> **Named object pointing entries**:
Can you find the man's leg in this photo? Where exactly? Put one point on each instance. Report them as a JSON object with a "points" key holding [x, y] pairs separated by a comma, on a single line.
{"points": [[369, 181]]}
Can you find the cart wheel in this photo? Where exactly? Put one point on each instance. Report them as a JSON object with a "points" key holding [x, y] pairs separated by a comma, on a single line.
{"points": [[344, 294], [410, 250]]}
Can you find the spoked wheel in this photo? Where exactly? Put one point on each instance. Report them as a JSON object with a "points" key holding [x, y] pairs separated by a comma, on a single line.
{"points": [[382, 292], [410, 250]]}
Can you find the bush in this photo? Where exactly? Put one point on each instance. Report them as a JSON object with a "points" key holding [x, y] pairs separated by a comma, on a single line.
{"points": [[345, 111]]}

> **What the task requires**:
Extract the part of the material that opens with the line containing "Can you find the bush" and runs through the end of the material. Reproduce those lines verbatim.

> **Answer below**:
Can you find the bush in this photo? Where exactly? Put one point on each instance. Report them as a JSON object with a "points" key holding [x, y] pairs separated by a comma, on a single line.
{"points": [[345, 111]]}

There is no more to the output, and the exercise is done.